## Quoted passage
CI/CD environments and processes are increasingly becoming a key area of focus for both hackers and — consequently — for defenders.
At Prisma Cloud, we believe that visualizing these environments and modeling the relationships between the different objects in them is a key guiding principle for anyone interested in building the necessary capabilities to protect CI/CD ecosystems.
I decided to take the opportunity to share some insights around the elaborate task of engineering a solution that represents CI/CD in graphs, after having spent a year doing so.
Attackers are continuously focusing on hacking CI/CD systems. 2021 alone brought us — among many others — codecov, the npm coa/rc/ua-parser hijacking and the recent and highly disruptive log4j vulnerability.
Once an attacker gains a foothold within an organization’s CI/CD ecosystem, they will look to advance their position within, en route to eventually finding and exfiltrating valuable assets. To move within the ecosystem — for example, from source control management (SCM) to continuous integration (CI), or CI to an artifact repository — the attacker will strive to perceive a graph representation of the ecosystem, looking for the relationships between the different systems.
From the attacker’s perspective, the ecosystem is not a group of isolated and siloed systems but a graph of highly interconnected systems, which contrasts the traditional defender list mindset, where systems and assets are secured individually in a silo.
It’s my experience that both developers and security share similar concerns about the role that CI/CD plays in the organization’s attack surface. I vividly remember a moment in one of my previous companies where I became concerned with the inadequate visibility we had into our CI/CD ecosystem. Ultimately, we had to deploy pipelines that had access to, and credentials of, the most sensitive environments storing our customers’ most lucrative data.
Even though this was the reality, I did not feel we understood the blast radius of a security breach in some of the systems, and whether or not, ultimately, the assets that our customers were entrusting us with — were safe.
At Prisma Cloud, we understand that to effectively and holistically secure CI/CD ecosystems, we must match the attacker’s perspective and think in graphs rather than lists.
Making this decision is the trivial part — modeling and engineering is where the challenge comes in.
CI/CD ecosystems are complex, typically consisting of multiple systems, where each system is often complex by its own merit. In addition, each type of system is usually offered by several different vendors — with both overlapping and distinct features and properties — and each system can often integrate with several other systems by more than one means.

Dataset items
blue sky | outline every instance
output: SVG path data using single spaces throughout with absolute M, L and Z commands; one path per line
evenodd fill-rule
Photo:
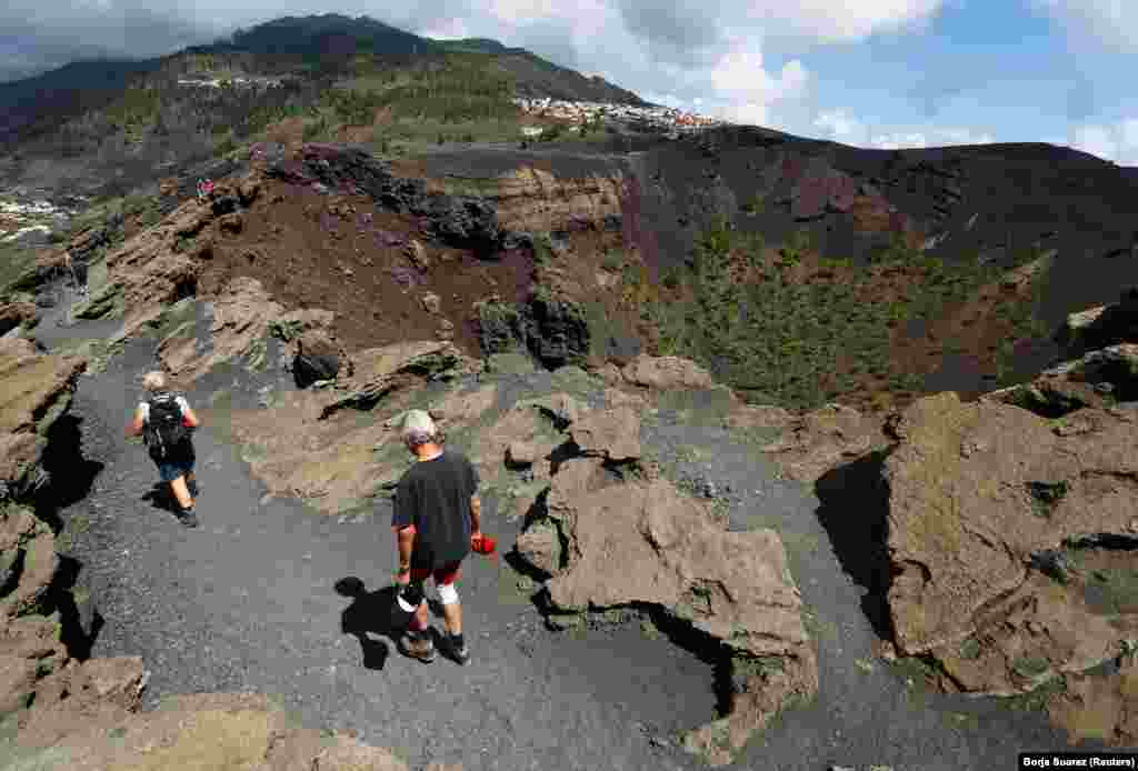
M 1138 0 L 9 0 L 0 78 L 278 16 L 521 45 L 651 101 L 861 147 L 1046 141 L 1138 165 Z

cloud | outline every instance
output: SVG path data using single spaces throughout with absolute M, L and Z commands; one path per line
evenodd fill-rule
M 1095 43 L 1138 49 L 1138 3 L 1131 0 L 1032 0 L 1070 32 Z
M 1122 166 L 1138 166 L 1138 118 L 1111 124 L 1087 124 L 1071 132 L 1070 146 L 1077 150 Z
M 820 113 L 813 122 L 816 136 L 852 147 L 901 150 L 906 148 L 988 144 L 996 141 L 988 132 L 957 126 L 924 125 L 876 131 L 846 110 Z

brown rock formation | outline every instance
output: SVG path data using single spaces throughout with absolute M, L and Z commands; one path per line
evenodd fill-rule
M 576 223 L 597 227 L 605 216 L 620 214 L 619 173 L 566 179 L 523 166 L 495 182 L 487 194 L 508 230 L 549 232 L 568 230 Z
M 641 455 L 640 413 L 632 407 L 612 407 L 574 423 L 570 436 L 584 455 L 610 461 L 635 461 Z
M 743 685 L 731 713 L 690 732 L 685 746 L 728 763 L 789 699 L 817 690 L 782 541 L 772 530 L 724 532 L 667 481 L 617 482 L 602 464 L 562 464 L 546 516 L 518 539 L 518 552 L 552 575 L 550 600 L 562 612 L 658 605 L 723 641 Z
M 703 367 L 678 356 L 640 355 L 620 371 L 624 379 L 661 391 L 711 388 L 715 381 Z
M 906 654 L 933 652 L 970 690 L 1030 689 L 1118 652 L 1116 627 L 1029 570 L 1064 544 L 1125 532 L 1138 511 L 1135 416 L 1071 417 L 1078 432 L 942 393 L 896 425 L 901 441 L 885 462 L 896 641 Z M 970 636 L 983 640 L 979 650 L 954 653 Z
M 13 302 L 0 306 L 0 335 L 6 334 L 20 324 L 27 324 L 39 318 L 40 312 L 34 302 Z
M 109 712 L 91 726 L 76 726 L 51 746 L 28 741 L 17 752 L 36 768 L 73 771 L 166 771 L 188 765 L 264 771 L 407 770 L 391 753 L 344 732 L 300 728 L 280 706 L 254 694 L 179 696 L 164 700 L 154 712 L 117 719 Z
M 762 449 L 783 473 L 799 482 L 813 483 L 827 470 L 888 447 L 885 418 L 863 414 L 840 404 L 819 407 L 800 417 L 777 407 L 733 411 L 728 424 L 781 429 L 781 436 Z
M 39 483 L 47 430 L 71 405 L 85 368 L 84 358 L 41 356 L 26 340 L 0 340 L 0 481 L 14 497 Z

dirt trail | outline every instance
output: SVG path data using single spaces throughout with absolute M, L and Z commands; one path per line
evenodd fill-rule
M 57 328 L 50 317 L 36 331 L 49 347 L 106 333 Z M 308 726 L 356 729 L 361 740 L 395 749 L 412 768 L 431 761 L 459 762 L 465 771 L 700 768 L 653 739 L 712 714 L 711 666 L 636 629 L 547 632 L 525 597 L 503 590 L 512 581 L 500 574 L 509 573 L 503 564 L 467 563 L 468 668 L 401 656 L 374 633 L 386 610 L 380 590 L 395 567 L 389 509 L 344 521 L 292 500 L 264 500 L 263 486 L 225 441 L 220 408 L 203 411 L 215 424 L 207 421 L 196 434 L 201 528 L 183 529 L 149 500 L 157 474 L 143 448 L 122 440 L 154 346 L 131 342 L 105 373 L 81 379 L 73 413 L 82 420 L 83 453 L 105 466 L 88 498 L 63 512 L 72 554 L 83 564 L 80 590 L 92 592 L 106 619 L 92 655 L 142 656 L 152 671 L 145 707 L 178 693 L 257 690 Z M 257 387 L 273 383 L 214 373 L 189 397 L 204 407 L 225 388 L 234 404 L 255 404 Z M 702 448 L 709 459 L 695 464 L 701 473 L 748 491 L 733 521 L 787 533 L 795 578 L 820 620 L 818 699 L 782 718 L 735 768 L 979 771 L 1012 768 L 1015 753 L 1029 747 L 1063 746 L 1038 715 L 991 702 L 916 700 L 880 662 L 863 670 L 857 661 L 872 658 L 873 639 L 863 590 L 842 572 L 816 515 L 818 500 L 775 480 L 769 465 L 721 431 L 663 416 L 645 425 L 643 439 L 662 456 Z M 517 525 L 495 515 L 493 499 L 485 511 L 485 529 L 512 542 Z M 366 596 L 345 596 L 351 578 Z M 948 708 L 972 716 L 954 723 Z

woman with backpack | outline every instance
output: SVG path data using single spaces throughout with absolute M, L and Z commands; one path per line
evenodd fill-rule
M 142 434 L 150 459 L 158 466 L 158 475 L 170 489 L 181 508 L 179 519 L 187 528 L 198 527 L 193 499 L 198 483 L 193 479 L 193 442 L 190 430 L 201 425 L 184 396 L 166 388 L 166 375 L 148 372 L 142 378 L 147 399 L 139 403 L 134 420 L 126 426 L 127 437 Z

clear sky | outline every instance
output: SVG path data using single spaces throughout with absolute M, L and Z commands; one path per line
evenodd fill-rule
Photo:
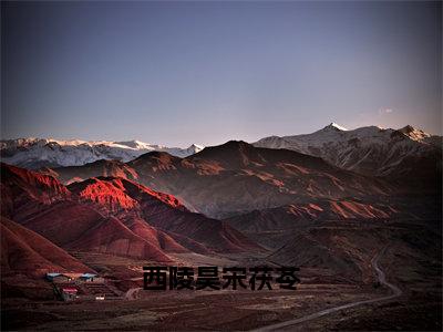
M 439 2 L 2 2 L 1 136 L 442 133 Z

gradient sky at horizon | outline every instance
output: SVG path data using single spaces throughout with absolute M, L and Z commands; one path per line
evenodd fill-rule
M 442 134 L 440 2 L 2 2 L 1 136 Z

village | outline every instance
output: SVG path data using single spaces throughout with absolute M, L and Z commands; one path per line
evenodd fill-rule
M 106 283 L 103 277 L 93 273 L 47 273 L 55 295 L 63 301 L 122 300 L 122 292 Z

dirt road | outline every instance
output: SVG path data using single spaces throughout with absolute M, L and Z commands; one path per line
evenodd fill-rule
M 392 284 L 390 282 L 387 281 L 387 277 L 384 274 L 384 272 L 380 269 L 379 267 L 379 259 L 380 257 L 383 256 L 384 251 L 387 248 L 383 248 L 378 255 L 375 255 L 372 260 L 371 260 L 371 264 L 373 267 L 373 269 L 377 272 L 377 277 L 379 279 L 379 282 L 381 284 L 384 284 L 385 287 L 388 287 L 391 291 L 392 294 L 390 295 L 385 295 L 385 297 L 381 297 L 381 298 L 377 298 L 377 299 L 371 299 L 371 300 L 363 300 L 363 301 L 357 301 L 357 302 L 351 302 L 348 304 L 343 304 L 343 305 L 339 305 L 339 307 L 333 307 L 330 309 L 326 309 L 326 310 L 321 310 L 319 312 L 302 317 L 302 318 L 298 318 L 298 319 L 293 319 L 290 321 L 286 321 L 286 322 L 281 322 L 278 324 L 272 324 L 272 325 L 268 325 L 268 326 L 264 326 L 257 330 L 253 330 L 255 332 L 265 332 L 265 331 L 276 331 L 276 330 L 281 330 L 285 328 L 290 328 L 307 321 L 311 321 L 315 319 L 318 319 L 320 317 L 340 311 L 340 310 L 344 310 L 344 309 L 349 309 L 349 308 L 354 308 L 354 307 L 359 307 L 359 305 L 363 305 L 363 304 L 370 304 L 370 303 L 375 303 L 375 302 L 381 302 L 381 301 L 387 301 L 387 300 L 392 300 L 394 298 L 398 298 L 402 294 L 402 290 L 400 288 L 398 288 L 395 284 Z

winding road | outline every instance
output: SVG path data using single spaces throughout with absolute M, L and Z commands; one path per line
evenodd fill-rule
M 344 310 L 344 309 L 354 308 L 354 307 L 359 307 L 359 305 L 363 305 L 363 304 L 381 302 L 381 301 L 387 301 L 387 300 L 392 300 L 392 299 L 395 299 L 395 298 L 400 297 L 403 293 L 402 290 L 400 288 L 398 288 L 395 284 L 392 284 L 392 283 L 388 282 L 384 272 L 379 267 L 379 259 L 380 259 L 381 256 L 383 256 L 385 249 L 387 248 L 383 248 L 378 255 L 375 255 L 372 258 L 371 264 L 372 264 L 373 269 L 377 272 L 377 277 L 378 277 L 380 283 L 384 284 L 385 287 L 388 287 L 392 291 L 392 294 L 385 295 L 385 297 L 381 297 L 381 298 L 377 298 L 377 299 L 357 301 L 357 302 L 351 302 L 351 303 L 339 305 L 339 307 L 324 309 L 324 310 L 318 311 L 316 313 L 312 313 L 312 314 L 309 314 L 309 315 L 306 315 L 306 317 L 302 317 L 302 318 L 293 319 L 293 320 L 281 322 L 281 323 L 278 323 L 278 324 L 262 326 L 262 328 L 259 328 L 257 330 L 251 330 L 251 331 L 265 332 L 265 331 L 281 330 L 284 328 L 290 328 L 292 325 L 297 325 L 299 323 L 311 321 L 311 320 L 318 319 L 320 317 L 323 317 L 323 315 L 327 315 L 327 314 L 330 314 L 330 313 L 333 313 L 333 312 L 337 312 L 337 311 L 341 311 L 341 310 Z

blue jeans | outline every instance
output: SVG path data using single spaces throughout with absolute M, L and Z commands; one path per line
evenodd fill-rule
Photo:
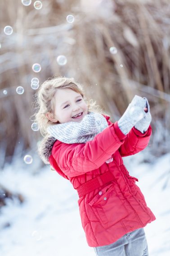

## Work to be completed
In the CI/CD security text, how does the attacker view the ecosystem, in contrast to the traditional defender mindset?

## Solution below
As a graph of highly interconnected systems rather than a group of isolated and siloed systems.